(SUPPLIED DATA):
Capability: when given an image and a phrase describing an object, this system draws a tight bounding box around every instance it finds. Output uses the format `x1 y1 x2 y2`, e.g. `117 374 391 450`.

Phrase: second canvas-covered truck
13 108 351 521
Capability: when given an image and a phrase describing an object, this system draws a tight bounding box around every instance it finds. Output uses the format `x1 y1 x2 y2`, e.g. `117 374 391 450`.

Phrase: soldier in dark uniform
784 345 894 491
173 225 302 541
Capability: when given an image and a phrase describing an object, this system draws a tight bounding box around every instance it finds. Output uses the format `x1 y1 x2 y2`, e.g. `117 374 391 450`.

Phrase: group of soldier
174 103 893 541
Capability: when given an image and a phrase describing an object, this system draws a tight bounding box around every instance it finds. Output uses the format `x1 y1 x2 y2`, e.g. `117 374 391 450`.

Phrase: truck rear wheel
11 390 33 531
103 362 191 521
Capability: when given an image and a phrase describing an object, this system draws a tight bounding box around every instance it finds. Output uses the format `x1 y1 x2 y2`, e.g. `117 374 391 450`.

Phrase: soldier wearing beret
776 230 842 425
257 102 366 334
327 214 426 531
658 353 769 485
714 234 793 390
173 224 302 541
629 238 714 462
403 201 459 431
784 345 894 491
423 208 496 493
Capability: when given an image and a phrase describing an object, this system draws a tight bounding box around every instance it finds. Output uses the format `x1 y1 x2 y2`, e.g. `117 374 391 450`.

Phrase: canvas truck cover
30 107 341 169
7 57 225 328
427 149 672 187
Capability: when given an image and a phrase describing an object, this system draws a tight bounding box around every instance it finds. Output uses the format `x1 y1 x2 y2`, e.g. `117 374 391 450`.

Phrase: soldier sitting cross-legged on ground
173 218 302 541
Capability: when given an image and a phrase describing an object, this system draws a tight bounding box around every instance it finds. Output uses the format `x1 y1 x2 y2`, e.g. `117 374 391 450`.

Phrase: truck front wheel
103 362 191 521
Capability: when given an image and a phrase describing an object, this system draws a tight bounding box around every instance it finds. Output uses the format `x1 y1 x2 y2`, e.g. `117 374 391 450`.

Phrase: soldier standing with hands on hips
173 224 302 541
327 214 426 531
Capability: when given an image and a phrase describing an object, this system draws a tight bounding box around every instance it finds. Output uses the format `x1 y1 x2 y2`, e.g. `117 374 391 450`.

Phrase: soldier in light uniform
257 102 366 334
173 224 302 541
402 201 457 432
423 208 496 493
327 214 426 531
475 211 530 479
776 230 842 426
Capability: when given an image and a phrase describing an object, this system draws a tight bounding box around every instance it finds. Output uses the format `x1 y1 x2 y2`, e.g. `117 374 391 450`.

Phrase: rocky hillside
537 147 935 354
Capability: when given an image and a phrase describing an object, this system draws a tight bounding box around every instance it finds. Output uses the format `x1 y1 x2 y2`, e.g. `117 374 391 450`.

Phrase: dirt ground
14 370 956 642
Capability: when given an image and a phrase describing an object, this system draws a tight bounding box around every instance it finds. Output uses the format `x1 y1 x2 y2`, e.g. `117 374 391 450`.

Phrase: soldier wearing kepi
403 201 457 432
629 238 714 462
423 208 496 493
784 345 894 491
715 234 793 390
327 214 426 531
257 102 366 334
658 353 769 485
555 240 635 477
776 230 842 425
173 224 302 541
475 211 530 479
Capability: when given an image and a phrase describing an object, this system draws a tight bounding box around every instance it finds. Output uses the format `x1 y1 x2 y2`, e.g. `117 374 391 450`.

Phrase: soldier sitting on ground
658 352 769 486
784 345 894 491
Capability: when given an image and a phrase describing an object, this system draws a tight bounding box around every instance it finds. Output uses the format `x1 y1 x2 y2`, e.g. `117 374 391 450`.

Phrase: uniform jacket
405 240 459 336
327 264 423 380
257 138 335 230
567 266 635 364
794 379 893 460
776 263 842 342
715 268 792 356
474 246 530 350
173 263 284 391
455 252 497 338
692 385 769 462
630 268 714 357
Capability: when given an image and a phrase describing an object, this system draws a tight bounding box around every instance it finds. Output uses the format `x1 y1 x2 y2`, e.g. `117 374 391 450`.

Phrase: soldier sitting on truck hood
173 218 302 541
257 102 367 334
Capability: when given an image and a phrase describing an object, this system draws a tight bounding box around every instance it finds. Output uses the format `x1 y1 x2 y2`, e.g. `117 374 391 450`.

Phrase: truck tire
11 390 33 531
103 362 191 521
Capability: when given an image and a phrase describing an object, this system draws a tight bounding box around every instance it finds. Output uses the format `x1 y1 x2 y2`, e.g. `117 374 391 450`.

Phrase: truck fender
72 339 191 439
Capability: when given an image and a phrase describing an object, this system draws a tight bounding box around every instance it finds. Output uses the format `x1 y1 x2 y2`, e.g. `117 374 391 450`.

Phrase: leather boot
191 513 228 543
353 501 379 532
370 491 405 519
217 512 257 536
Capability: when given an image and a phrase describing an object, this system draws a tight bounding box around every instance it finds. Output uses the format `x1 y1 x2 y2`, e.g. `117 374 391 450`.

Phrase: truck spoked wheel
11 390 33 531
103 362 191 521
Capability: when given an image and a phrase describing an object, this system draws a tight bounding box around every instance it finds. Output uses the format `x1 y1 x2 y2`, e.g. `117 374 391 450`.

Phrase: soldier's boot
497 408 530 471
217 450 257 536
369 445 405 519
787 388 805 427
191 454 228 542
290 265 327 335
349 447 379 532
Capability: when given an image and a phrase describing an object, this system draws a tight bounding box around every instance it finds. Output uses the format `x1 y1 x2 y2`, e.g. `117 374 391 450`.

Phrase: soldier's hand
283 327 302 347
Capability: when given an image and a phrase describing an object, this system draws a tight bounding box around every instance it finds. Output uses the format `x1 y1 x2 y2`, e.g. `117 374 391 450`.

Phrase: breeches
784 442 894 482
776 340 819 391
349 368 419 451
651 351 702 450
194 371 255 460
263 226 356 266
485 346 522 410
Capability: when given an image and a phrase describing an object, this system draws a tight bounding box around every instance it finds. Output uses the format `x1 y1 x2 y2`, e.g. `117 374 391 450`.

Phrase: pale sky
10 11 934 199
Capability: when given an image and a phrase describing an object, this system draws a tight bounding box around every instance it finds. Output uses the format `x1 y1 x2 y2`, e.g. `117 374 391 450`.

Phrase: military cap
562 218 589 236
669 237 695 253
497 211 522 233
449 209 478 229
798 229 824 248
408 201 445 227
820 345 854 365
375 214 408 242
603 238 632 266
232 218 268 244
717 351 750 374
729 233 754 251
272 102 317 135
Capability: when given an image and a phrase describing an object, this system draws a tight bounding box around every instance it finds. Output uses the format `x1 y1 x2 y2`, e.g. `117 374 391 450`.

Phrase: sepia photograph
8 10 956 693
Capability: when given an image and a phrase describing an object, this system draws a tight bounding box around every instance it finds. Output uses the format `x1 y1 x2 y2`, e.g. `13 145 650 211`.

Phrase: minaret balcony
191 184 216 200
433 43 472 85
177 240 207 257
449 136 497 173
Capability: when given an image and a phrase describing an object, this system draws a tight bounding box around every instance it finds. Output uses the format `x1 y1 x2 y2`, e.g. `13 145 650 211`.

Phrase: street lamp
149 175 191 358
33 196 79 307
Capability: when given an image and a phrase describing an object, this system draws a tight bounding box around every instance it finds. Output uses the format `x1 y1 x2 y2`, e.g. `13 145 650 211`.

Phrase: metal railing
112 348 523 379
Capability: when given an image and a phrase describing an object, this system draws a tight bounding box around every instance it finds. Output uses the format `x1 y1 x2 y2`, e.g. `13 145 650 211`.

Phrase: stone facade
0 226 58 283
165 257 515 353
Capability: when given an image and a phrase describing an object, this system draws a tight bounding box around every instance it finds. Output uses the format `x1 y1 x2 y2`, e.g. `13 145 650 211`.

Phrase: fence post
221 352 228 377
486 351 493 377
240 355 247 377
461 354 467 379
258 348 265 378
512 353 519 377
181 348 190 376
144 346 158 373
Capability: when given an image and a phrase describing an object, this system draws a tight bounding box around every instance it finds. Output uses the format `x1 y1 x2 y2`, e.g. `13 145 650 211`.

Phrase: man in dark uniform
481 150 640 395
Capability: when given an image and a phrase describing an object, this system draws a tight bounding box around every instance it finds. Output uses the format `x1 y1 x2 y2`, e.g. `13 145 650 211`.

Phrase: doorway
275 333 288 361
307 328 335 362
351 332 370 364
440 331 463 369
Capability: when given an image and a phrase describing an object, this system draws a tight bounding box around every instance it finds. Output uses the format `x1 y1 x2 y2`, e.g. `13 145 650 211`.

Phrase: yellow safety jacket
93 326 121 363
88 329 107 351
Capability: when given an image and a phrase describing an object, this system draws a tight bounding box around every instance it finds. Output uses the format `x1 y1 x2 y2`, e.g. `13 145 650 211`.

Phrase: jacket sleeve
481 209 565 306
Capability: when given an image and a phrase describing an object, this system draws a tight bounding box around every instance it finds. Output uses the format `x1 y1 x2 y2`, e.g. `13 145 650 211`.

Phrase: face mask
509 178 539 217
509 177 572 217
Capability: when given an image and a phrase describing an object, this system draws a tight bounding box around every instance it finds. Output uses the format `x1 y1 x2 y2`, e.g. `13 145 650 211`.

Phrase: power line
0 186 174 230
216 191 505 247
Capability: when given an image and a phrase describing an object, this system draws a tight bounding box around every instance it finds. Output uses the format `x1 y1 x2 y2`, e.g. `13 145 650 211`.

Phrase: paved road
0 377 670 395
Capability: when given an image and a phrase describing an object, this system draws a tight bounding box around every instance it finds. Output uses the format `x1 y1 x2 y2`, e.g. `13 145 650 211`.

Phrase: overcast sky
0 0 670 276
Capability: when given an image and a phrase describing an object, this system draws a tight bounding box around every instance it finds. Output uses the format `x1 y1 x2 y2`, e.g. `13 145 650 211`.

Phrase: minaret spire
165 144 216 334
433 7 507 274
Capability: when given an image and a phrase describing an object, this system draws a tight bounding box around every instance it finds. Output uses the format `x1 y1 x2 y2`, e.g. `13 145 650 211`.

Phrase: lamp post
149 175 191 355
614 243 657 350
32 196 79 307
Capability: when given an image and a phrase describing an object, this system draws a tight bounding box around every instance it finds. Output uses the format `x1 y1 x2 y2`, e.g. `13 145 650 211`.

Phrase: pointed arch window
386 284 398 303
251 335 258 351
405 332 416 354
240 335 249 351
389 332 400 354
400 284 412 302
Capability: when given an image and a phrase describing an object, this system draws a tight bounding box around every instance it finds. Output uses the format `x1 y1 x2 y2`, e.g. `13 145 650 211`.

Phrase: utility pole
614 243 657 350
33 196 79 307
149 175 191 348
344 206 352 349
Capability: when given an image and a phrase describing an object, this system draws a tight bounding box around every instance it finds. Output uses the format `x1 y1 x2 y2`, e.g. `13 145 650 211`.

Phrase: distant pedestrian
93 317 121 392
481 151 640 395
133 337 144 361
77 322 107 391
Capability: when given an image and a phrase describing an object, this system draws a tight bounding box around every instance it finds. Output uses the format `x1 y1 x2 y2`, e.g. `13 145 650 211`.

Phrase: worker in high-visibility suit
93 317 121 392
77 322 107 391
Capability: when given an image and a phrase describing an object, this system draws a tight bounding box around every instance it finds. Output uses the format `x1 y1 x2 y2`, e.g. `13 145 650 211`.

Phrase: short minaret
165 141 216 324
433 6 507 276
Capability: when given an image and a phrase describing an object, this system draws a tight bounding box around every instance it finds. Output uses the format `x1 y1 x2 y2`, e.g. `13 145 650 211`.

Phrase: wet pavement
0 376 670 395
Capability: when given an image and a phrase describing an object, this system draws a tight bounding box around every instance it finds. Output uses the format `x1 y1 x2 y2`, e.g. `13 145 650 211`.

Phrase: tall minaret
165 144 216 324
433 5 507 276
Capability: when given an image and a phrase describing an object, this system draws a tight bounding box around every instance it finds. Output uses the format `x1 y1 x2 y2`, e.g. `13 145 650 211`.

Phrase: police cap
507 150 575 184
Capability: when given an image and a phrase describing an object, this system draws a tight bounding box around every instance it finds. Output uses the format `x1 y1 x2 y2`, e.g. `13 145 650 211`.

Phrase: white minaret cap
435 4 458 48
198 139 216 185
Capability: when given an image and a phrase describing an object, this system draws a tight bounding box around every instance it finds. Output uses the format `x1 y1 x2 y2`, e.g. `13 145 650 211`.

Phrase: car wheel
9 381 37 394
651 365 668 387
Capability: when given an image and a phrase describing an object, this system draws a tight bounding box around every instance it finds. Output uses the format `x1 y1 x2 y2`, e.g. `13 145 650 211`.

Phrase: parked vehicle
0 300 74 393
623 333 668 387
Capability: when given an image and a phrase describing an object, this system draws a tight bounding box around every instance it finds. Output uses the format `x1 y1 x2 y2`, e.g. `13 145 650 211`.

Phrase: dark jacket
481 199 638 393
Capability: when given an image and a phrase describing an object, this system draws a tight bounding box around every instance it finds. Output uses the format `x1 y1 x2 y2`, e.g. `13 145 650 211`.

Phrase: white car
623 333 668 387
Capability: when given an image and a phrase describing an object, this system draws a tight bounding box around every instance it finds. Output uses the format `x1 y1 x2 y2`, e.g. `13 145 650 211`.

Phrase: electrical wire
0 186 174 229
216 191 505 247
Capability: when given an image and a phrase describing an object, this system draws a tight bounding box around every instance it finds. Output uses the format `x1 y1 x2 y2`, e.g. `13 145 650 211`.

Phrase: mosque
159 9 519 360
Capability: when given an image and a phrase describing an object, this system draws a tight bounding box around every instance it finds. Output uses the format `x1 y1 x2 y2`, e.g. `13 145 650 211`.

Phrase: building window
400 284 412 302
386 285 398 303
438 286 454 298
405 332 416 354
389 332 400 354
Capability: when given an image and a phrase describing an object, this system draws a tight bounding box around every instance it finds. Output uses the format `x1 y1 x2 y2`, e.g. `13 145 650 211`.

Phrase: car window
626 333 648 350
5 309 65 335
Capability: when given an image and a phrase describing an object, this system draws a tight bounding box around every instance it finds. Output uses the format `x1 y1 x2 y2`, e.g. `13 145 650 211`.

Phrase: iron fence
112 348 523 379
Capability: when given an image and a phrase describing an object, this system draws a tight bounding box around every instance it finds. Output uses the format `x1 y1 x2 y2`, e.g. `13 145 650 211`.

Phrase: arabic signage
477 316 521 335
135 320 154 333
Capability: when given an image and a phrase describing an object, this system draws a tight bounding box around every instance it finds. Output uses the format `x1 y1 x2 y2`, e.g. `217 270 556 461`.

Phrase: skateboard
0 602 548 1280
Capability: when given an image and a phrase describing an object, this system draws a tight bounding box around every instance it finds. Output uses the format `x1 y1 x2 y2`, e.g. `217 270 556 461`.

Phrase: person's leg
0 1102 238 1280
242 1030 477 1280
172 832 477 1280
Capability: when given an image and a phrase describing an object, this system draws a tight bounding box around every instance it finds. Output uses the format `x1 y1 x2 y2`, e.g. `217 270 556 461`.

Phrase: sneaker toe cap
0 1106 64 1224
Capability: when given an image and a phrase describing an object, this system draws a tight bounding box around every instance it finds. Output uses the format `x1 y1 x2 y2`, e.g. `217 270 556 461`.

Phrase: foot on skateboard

(GOAL OF THE EXERCISE):
Rewrite the part of the material that opens with its first line and closes with the line containing "427 149 672 187", changing every "soldier" to "trooper" and keeping all else the same. Give only that part.

(RIGHT ANSWER):
Capability: when given an image and a phrase describing an object, this system draws a tight bounding box around every instance it finds. Output uses the format `x1 y1 x2 y2`, e.g. `117 374 391 450`.

Phrase: second canvas-covered truck
13 108 351 521
Capability: when given an image and a phrase describing an object, this system draws a tight bounding box around every instance it finds. Output uses the format `x1 y1 x2 y2`, e.g. `117 374 391 450`.

Phrase: trooper in dark uniform
784 345 894 491
173 225 302 541
Capability: when given an image and a phrase describing an object, this system draws a tight bounding box around every instance it finds. Output uses the format `x1 y1 x2 y2`, e.g. `117 374 391 450`.

Phrase: group of trooper
174 103 893 541
Capability: when given an image and a phrase describing an object, this system draws a tight bounding box around every instance it finds. Output uses the format `x1 y1 x2 y2`, e.g. `117 374 391 450`.

Phrase: truck rear wheel
11 390 33 531
103 362 191 521
Capability: when given an image and a phrase describing an object, this system draws a tight bounding box around every instance it finds. Output uses the format `x1 y1 x2 y2`, e.g. `117 374 391 450`.

Phrase: trooper wearing beret
776 230 842 425
257 102 366 334
327 214 426 531
658 353 769 485
714 234 793 390
173 224 302 541
629 238 714 462
403 201 459 431
784 345 894 491
423 208 496 493
Capability: when given an image and a phrase describing an object, this system draws a tight bounding box around every instance it finds. Output uses the format `x1 y1 x2 y2`, e.g. `117 374 391 450`.

Phrase: canvas truck cover
30 107 341 169
7 57 225 328
427 149 672 187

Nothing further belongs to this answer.